▸ **TASK**: Output exactly the line containing "Give the innermost point of each instance of the white hat" and each line after it through the last line of the records, and nothing else.

***** GIVEN RECORDS *****

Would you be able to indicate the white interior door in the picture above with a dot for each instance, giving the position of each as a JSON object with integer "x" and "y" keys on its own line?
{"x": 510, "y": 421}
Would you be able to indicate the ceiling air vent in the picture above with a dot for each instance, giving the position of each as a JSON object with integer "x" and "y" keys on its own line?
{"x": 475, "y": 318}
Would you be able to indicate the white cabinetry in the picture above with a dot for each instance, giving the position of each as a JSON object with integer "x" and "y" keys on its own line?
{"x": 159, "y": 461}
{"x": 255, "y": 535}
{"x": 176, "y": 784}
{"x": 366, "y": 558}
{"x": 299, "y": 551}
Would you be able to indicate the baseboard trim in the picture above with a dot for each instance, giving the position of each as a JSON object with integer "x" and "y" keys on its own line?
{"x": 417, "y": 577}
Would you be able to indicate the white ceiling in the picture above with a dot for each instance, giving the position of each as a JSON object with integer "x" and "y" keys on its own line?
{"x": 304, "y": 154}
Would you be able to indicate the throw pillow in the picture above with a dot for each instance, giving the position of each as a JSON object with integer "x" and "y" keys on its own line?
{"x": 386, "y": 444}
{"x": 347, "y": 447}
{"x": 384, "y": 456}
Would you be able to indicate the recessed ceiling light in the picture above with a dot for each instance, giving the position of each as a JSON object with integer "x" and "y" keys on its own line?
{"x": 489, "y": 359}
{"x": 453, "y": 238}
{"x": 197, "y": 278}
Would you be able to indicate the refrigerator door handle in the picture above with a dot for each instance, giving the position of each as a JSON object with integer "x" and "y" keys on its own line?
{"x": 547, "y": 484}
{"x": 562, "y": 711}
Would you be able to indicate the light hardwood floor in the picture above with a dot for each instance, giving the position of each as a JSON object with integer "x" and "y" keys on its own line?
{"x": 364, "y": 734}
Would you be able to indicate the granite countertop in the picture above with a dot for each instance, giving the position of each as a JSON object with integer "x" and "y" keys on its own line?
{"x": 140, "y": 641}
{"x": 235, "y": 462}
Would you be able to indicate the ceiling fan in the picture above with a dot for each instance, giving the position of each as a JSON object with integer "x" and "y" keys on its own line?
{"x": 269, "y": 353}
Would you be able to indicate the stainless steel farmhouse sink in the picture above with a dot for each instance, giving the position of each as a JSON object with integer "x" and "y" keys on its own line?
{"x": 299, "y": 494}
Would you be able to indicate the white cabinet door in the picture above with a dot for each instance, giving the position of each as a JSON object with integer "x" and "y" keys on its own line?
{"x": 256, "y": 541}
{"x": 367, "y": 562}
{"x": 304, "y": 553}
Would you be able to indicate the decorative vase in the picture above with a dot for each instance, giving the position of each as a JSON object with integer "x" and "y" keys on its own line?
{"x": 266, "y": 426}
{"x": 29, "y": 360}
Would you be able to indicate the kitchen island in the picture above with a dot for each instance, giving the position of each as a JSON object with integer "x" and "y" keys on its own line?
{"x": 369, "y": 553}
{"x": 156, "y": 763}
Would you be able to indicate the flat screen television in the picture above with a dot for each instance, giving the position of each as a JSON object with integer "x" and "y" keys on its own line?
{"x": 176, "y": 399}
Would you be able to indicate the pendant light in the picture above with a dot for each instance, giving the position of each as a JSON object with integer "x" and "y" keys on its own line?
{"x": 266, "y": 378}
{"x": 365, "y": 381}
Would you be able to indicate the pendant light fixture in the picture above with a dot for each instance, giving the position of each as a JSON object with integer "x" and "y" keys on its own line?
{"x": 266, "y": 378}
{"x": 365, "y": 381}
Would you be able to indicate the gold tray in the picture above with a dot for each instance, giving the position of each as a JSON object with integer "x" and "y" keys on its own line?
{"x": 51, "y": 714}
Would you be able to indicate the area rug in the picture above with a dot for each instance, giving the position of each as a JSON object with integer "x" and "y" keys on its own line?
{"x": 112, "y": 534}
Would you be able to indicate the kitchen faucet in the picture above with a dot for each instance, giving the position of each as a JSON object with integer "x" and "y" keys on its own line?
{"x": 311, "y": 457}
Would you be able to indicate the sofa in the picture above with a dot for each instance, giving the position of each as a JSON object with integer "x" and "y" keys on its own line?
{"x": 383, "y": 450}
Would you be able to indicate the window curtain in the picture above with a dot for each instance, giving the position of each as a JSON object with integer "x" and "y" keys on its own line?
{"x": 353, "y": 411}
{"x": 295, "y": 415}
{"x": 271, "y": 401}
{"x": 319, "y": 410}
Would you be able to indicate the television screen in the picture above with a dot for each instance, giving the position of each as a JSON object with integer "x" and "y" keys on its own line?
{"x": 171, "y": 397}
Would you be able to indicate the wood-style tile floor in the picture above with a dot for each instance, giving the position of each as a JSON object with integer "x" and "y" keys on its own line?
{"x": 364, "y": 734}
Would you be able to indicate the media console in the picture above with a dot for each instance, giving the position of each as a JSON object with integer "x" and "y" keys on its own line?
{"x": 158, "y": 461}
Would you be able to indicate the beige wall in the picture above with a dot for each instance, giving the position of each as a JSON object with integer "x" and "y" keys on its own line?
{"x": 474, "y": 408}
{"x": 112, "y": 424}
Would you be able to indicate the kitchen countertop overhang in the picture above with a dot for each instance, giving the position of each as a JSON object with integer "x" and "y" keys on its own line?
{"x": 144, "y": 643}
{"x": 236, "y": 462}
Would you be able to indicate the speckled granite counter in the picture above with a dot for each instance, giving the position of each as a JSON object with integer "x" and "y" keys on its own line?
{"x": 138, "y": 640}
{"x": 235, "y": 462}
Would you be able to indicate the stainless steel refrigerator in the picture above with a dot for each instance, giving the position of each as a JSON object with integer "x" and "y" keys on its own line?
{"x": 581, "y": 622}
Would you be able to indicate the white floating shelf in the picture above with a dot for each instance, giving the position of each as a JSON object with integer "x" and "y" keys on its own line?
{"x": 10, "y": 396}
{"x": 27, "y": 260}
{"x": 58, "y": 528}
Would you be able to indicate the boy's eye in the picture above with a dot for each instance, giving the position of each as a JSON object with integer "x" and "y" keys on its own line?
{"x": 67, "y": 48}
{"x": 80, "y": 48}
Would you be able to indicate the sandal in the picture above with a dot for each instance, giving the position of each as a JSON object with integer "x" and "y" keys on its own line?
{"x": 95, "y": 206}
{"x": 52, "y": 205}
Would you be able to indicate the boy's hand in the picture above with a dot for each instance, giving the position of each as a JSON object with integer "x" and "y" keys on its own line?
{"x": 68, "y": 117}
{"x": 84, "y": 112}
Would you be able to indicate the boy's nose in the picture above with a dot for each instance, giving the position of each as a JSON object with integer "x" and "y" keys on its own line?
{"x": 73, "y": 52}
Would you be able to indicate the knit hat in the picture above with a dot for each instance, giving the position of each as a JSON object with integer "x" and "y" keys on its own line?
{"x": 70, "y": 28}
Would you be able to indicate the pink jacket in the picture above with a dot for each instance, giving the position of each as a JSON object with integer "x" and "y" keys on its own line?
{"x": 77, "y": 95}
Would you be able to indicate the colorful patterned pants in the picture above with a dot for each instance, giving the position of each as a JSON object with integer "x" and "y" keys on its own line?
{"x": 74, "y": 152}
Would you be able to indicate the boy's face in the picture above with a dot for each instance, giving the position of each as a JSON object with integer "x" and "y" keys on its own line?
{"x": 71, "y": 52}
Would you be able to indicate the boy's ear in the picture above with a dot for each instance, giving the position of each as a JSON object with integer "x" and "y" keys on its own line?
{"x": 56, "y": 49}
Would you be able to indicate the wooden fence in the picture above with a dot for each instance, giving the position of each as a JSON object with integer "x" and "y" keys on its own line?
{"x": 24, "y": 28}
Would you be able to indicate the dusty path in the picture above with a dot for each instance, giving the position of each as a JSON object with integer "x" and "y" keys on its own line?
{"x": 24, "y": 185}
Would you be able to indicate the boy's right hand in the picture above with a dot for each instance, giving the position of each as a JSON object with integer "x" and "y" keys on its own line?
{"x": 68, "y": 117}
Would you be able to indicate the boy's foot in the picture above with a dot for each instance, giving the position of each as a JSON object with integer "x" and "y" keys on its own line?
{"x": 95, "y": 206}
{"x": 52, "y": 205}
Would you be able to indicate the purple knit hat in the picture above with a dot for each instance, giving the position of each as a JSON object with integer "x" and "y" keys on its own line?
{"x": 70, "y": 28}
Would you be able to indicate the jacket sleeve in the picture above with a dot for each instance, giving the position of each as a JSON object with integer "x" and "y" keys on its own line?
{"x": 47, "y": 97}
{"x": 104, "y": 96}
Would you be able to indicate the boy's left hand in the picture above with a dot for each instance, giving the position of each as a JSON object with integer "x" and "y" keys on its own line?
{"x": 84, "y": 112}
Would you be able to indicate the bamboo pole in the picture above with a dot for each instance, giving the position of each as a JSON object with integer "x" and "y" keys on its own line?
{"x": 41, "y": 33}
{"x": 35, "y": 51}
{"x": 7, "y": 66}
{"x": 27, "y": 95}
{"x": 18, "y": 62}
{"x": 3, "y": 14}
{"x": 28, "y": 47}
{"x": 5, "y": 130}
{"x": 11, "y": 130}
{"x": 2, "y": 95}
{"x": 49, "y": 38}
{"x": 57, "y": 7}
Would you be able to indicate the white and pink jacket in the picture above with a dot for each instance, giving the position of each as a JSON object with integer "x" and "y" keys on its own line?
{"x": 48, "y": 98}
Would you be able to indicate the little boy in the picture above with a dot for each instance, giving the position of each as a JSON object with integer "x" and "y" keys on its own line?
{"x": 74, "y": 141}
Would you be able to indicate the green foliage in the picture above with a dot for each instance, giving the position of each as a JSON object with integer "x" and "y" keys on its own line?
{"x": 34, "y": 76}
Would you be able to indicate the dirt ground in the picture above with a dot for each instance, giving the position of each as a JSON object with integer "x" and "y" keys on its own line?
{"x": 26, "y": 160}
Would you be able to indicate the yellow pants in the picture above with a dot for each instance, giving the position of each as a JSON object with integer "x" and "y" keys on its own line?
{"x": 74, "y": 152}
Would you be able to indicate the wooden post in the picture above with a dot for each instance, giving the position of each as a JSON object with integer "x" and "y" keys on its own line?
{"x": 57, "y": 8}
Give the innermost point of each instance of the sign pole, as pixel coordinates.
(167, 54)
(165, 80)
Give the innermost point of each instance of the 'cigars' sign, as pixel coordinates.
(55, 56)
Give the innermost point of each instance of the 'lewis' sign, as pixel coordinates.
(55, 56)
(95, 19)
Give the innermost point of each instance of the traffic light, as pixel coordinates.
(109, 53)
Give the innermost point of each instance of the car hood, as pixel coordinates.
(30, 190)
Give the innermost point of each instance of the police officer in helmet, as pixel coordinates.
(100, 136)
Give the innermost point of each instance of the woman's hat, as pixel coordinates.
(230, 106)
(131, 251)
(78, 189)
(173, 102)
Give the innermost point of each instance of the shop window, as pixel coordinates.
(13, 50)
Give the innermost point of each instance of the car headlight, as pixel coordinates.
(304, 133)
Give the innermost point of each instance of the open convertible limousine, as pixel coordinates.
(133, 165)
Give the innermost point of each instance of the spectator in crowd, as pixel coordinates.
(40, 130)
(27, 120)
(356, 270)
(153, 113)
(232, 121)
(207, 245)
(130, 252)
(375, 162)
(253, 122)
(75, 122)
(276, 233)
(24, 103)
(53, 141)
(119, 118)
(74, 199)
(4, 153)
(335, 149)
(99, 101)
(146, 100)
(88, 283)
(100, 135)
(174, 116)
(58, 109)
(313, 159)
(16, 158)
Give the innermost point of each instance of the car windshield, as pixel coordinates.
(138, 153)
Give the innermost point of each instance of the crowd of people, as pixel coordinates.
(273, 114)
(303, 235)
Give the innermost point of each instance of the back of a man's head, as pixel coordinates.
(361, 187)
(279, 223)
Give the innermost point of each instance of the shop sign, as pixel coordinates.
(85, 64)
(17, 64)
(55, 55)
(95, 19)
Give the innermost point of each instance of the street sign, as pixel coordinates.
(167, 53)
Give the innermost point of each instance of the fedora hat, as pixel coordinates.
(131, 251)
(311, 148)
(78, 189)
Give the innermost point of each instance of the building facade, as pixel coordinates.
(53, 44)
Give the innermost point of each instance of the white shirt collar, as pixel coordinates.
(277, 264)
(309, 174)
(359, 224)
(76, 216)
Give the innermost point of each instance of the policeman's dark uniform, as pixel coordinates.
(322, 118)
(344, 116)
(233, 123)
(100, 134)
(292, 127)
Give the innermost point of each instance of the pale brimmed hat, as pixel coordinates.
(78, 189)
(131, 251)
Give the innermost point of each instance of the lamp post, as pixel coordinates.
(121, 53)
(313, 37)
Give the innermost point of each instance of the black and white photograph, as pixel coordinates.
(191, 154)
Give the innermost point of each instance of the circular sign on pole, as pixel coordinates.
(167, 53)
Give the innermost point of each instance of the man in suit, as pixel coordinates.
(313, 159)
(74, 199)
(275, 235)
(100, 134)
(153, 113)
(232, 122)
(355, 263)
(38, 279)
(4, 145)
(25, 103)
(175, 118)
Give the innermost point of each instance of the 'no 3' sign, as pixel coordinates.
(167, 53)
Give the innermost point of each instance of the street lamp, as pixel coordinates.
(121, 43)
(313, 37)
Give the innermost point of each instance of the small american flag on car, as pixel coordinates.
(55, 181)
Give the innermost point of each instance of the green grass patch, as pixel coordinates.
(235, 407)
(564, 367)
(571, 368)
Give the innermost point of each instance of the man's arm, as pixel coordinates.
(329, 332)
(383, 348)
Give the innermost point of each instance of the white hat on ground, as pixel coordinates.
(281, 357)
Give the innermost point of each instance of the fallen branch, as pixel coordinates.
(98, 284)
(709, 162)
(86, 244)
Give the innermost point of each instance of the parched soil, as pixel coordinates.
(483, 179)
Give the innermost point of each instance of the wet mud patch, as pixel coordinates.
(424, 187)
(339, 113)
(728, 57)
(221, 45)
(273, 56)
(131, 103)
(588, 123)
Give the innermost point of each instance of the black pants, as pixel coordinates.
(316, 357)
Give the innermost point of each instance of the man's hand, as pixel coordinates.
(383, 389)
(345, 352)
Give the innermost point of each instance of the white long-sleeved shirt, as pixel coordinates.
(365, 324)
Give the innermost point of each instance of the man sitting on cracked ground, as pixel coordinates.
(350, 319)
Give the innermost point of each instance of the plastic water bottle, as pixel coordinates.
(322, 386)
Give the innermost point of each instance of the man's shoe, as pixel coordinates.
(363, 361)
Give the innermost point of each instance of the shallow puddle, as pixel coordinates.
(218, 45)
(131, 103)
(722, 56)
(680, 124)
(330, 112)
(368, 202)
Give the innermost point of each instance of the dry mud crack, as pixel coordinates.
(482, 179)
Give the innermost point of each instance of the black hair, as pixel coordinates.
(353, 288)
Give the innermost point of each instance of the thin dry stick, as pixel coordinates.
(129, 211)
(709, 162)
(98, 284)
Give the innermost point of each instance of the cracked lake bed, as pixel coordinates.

*****

▸ **RESPONSE BELOW**:
Give the innermost point of each instance of the white hat on ground, as pixel coordinates.
(281, 357)
Give the innermost point of each instance of the fallen branch, as pixel coordinates.
(98, 284)
(709, 162)
(86, 244)
Give the innermost point of each instance of the parched soil, as pixel coordinates.
(483, 179)
Give the innermost point of each instance of the wet mud patch, as pixel coordinates.
(424, 187)
(339, 113)
(728, 57)
(221, 45)
(273, 56)
(131, 103)
(588, 123)
Give the innermost point of each instance of the black pants, as pixel coordinates.
(316, 357)
Give the innermost point of each instance of the man's hand, as pixel coordinates.
(383, 389)
(345, 352)
Give the innermost point of each instance of the white long-sleeved shirt, as pixel coordinates.
(365, 324)
Give the innermost point of each instance of the man sitting on cracked ground, as pixel coordinates.
(350, 319)
Give the innermost point of each instance of the plastic water bottle, as pixel coordinates.
(322, 386)
Give the innermost point of each instance of the man's shoe, as pixel coordinates.
(363, 361)
Give the innermost point of each instance of the shallow puddle, as pixel coordinates.
(218, 45)
(131, 103)
(722, 56)
(680, 124)
(330, 112)
(368, 202)
Give the innermost point of each instance of the dry mud crack, as pixel coordinates.
(482, 179)
Give the innermost point of each instance of the black hair, as pixel coordinates.
(353, 288)
Give the innermost point of each instance of the thin dry stick, as pixel coordinates.
(129, 211)
(709, 162)
(98, 284)
Give the innermost point of each instance of the cracked lake bed, as pixel coordinates.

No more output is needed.